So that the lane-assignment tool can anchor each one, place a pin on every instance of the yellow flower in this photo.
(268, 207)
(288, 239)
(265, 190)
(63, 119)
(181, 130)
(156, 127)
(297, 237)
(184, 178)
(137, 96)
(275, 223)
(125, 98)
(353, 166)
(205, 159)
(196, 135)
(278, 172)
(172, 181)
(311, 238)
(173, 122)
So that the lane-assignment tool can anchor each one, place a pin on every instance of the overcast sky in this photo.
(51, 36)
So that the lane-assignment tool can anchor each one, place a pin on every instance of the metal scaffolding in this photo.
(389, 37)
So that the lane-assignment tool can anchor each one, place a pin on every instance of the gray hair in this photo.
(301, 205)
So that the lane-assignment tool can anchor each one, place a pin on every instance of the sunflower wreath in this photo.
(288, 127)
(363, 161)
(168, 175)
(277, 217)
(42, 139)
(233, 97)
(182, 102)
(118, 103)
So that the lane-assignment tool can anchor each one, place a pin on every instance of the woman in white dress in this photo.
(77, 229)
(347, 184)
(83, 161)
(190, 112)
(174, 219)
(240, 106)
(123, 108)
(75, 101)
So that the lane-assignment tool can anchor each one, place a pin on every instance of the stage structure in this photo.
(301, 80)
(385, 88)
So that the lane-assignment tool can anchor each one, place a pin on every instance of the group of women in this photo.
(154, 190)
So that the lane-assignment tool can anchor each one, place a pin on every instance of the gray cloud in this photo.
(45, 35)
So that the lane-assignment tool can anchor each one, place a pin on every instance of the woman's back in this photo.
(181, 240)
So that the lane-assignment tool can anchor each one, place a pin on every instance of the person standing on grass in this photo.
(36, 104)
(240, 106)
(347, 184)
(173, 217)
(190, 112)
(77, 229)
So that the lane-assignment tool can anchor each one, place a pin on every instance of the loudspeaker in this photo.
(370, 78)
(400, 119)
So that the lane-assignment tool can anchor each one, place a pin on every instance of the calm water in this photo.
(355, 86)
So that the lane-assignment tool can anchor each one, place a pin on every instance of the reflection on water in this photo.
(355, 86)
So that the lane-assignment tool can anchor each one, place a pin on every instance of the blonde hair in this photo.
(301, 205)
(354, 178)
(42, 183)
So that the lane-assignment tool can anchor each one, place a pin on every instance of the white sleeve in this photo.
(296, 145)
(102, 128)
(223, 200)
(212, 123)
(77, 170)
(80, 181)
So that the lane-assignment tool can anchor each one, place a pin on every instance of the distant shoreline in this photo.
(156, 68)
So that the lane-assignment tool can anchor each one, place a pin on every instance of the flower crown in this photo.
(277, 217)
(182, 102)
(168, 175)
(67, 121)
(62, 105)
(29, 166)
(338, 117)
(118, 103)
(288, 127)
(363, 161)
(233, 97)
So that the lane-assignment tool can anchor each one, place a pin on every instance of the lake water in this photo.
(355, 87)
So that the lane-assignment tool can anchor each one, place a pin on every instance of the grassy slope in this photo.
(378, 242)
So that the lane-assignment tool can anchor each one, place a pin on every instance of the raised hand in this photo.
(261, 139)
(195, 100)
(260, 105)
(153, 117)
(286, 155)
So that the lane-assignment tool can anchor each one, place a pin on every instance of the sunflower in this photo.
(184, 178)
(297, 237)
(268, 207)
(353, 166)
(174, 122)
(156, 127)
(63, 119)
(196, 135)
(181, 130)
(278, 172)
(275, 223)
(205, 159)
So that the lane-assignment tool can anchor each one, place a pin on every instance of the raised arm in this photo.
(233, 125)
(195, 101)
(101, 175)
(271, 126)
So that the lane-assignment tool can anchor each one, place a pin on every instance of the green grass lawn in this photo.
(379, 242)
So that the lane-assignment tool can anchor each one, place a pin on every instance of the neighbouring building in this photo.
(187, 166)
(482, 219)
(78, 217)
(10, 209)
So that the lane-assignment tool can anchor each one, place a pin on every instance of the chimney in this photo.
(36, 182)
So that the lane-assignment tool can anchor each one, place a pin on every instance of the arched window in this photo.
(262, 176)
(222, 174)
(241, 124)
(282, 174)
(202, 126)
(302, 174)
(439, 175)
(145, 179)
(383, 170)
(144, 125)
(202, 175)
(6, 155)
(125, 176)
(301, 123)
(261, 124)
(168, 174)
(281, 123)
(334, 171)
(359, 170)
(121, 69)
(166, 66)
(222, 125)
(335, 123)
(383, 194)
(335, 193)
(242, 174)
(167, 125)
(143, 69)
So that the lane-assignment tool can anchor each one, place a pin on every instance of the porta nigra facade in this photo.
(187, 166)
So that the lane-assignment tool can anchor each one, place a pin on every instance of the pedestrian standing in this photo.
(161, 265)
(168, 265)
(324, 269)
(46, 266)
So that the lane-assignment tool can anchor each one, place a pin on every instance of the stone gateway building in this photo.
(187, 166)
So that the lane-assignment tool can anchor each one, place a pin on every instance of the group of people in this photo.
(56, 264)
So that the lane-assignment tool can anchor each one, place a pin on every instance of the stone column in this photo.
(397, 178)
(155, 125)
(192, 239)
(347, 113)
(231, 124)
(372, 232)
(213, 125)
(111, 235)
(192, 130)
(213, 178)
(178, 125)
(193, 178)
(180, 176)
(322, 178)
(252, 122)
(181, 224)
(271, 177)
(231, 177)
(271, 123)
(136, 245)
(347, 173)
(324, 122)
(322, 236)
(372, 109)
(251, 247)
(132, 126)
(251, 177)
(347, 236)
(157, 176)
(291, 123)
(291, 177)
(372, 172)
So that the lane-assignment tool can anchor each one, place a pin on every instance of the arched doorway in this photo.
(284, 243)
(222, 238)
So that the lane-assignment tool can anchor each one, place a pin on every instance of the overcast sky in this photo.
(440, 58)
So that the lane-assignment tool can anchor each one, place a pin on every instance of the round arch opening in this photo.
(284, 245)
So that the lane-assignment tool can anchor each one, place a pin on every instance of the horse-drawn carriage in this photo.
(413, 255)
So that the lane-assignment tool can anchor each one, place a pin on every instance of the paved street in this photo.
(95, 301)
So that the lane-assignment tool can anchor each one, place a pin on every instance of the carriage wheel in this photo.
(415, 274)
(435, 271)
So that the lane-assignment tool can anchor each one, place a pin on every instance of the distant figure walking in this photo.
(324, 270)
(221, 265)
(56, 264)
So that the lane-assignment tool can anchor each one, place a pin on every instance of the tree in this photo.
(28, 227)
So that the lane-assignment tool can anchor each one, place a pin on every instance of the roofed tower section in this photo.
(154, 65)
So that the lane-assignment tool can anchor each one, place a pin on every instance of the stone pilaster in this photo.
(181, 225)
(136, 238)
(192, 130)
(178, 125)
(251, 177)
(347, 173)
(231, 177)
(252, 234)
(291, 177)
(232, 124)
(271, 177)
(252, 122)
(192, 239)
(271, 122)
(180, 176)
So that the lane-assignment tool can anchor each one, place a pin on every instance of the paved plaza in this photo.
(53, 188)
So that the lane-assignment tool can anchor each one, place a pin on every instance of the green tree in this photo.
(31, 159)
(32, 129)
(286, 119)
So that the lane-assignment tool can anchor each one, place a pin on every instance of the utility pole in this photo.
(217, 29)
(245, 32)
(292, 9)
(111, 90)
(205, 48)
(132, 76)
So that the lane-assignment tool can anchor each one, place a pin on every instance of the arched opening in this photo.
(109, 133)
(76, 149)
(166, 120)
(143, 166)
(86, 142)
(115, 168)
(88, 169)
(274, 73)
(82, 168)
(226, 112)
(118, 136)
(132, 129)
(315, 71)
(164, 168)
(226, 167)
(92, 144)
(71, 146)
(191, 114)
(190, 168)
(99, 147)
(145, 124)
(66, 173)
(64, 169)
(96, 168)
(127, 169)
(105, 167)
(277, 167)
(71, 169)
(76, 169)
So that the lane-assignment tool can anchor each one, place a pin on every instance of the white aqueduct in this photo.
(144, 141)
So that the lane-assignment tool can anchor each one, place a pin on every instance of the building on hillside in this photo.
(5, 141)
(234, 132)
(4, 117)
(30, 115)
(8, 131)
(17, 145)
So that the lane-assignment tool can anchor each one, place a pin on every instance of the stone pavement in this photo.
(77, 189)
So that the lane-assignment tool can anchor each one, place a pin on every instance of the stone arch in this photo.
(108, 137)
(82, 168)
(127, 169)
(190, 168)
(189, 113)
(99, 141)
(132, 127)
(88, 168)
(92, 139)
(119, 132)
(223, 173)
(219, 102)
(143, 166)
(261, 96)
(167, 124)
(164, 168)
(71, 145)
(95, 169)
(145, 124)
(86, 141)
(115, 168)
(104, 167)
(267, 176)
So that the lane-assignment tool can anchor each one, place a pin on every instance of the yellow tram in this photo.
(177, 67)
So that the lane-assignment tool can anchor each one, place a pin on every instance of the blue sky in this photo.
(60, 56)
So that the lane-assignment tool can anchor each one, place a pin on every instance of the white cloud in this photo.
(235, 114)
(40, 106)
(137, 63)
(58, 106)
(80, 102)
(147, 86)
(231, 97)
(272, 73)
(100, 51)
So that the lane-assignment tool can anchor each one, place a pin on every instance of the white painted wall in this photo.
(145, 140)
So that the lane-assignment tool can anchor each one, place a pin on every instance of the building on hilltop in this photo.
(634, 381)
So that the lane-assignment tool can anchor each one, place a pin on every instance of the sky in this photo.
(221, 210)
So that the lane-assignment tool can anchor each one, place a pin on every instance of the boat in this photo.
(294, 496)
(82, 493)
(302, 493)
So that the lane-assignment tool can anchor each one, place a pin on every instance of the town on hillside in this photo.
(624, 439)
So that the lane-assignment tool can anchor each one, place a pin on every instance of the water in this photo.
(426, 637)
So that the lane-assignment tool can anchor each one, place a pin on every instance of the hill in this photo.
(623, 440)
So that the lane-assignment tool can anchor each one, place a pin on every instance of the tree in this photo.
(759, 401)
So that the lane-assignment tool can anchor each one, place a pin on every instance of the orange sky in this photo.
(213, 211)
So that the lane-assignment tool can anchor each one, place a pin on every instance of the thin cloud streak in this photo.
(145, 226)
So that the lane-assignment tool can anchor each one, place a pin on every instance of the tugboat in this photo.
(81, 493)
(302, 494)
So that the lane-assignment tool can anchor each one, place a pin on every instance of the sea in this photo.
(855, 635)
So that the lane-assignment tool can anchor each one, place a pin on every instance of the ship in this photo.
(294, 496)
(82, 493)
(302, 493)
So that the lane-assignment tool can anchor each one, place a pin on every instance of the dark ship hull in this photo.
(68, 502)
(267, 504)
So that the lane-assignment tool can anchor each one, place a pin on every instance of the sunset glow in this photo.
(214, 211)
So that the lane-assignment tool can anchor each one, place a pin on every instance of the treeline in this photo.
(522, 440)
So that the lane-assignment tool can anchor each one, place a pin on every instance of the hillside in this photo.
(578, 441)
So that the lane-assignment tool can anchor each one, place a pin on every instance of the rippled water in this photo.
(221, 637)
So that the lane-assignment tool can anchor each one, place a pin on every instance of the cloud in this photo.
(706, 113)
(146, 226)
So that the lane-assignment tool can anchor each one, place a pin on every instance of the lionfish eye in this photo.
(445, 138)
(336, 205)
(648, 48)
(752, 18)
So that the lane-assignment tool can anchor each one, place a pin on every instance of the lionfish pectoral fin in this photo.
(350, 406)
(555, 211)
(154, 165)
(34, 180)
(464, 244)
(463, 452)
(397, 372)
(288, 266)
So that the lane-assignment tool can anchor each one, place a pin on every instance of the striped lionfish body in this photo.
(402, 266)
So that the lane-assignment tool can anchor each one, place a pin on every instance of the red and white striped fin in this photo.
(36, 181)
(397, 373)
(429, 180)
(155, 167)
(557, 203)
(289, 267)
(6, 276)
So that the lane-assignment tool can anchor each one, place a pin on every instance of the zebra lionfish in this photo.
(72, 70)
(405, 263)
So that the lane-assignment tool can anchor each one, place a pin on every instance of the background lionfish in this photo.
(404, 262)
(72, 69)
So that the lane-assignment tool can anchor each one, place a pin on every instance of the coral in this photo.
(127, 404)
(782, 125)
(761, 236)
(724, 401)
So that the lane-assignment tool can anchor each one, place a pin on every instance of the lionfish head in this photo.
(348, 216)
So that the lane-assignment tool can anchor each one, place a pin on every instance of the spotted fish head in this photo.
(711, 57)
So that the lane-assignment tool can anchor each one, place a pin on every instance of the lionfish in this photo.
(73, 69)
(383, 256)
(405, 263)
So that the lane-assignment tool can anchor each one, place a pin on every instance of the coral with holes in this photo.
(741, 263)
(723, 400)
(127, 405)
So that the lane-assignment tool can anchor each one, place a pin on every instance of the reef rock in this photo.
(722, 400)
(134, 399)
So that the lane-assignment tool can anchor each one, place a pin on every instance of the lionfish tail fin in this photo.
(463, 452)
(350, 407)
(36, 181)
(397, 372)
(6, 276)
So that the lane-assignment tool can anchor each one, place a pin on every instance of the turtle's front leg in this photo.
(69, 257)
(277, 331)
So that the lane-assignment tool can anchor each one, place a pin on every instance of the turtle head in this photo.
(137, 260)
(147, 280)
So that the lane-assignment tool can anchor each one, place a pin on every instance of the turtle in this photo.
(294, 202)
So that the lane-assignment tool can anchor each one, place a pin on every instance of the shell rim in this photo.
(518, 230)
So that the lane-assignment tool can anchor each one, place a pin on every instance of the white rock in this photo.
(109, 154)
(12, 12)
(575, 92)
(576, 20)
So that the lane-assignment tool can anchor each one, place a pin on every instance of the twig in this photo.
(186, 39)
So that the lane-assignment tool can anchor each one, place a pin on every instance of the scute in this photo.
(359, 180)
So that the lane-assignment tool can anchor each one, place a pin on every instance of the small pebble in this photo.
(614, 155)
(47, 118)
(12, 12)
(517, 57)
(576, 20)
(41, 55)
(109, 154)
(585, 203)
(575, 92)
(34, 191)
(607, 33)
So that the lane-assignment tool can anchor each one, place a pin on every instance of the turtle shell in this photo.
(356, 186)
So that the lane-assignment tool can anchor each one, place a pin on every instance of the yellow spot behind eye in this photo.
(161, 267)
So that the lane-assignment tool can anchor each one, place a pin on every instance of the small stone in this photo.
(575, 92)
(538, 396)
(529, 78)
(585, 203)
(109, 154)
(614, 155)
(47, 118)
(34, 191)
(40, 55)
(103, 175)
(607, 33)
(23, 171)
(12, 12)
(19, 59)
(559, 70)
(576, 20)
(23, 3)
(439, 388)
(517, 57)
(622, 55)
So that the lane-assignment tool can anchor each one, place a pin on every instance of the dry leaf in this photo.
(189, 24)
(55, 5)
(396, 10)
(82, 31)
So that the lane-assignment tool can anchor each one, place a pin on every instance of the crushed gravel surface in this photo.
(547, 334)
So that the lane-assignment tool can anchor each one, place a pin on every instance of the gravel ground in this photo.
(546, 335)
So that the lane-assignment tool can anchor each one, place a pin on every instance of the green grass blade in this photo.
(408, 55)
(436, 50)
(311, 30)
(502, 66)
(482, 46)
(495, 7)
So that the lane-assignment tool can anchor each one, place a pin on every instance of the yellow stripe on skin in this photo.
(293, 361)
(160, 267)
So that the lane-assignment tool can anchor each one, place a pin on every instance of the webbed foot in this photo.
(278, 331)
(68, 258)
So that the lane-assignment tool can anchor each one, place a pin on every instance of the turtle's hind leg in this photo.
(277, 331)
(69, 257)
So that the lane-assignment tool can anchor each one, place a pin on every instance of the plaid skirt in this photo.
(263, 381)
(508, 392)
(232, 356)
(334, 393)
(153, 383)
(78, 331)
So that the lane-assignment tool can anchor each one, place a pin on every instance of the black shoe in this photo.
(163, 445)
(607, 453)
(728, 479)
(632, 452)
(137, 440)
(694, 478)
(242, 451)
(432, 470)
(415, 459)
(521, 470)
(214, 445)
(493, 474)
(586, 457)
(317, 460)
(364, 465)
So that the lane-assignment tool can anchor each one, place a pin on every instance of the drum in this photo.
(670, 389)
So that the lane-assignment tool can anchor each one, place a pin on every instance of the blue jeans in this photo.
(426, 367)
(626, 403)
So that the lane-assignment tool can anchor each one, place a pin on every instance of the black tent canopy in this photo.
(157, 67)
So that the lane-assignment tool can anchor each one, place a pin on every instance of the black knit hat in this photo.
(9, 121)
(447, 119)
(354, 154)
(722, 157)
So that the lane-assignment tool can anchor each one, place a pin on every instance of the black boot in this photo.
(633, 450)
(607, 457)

PROBLEM REQUIREMENTS: Can you reproduce the lines verbatim, from the line containing "hat in this photo." through the final line?

THE ANSWER:
So that the lane-assignment tool can anchor each one, place a pin on every instance of the black knit hat in this photo.
(9, 121)
(447, 119)
(354, 154)
(722, 157)
So that the lane-assignment tool can anchor each one, place a pin on every instance of the black boot in this photo.
(633, 450)
(607, 457)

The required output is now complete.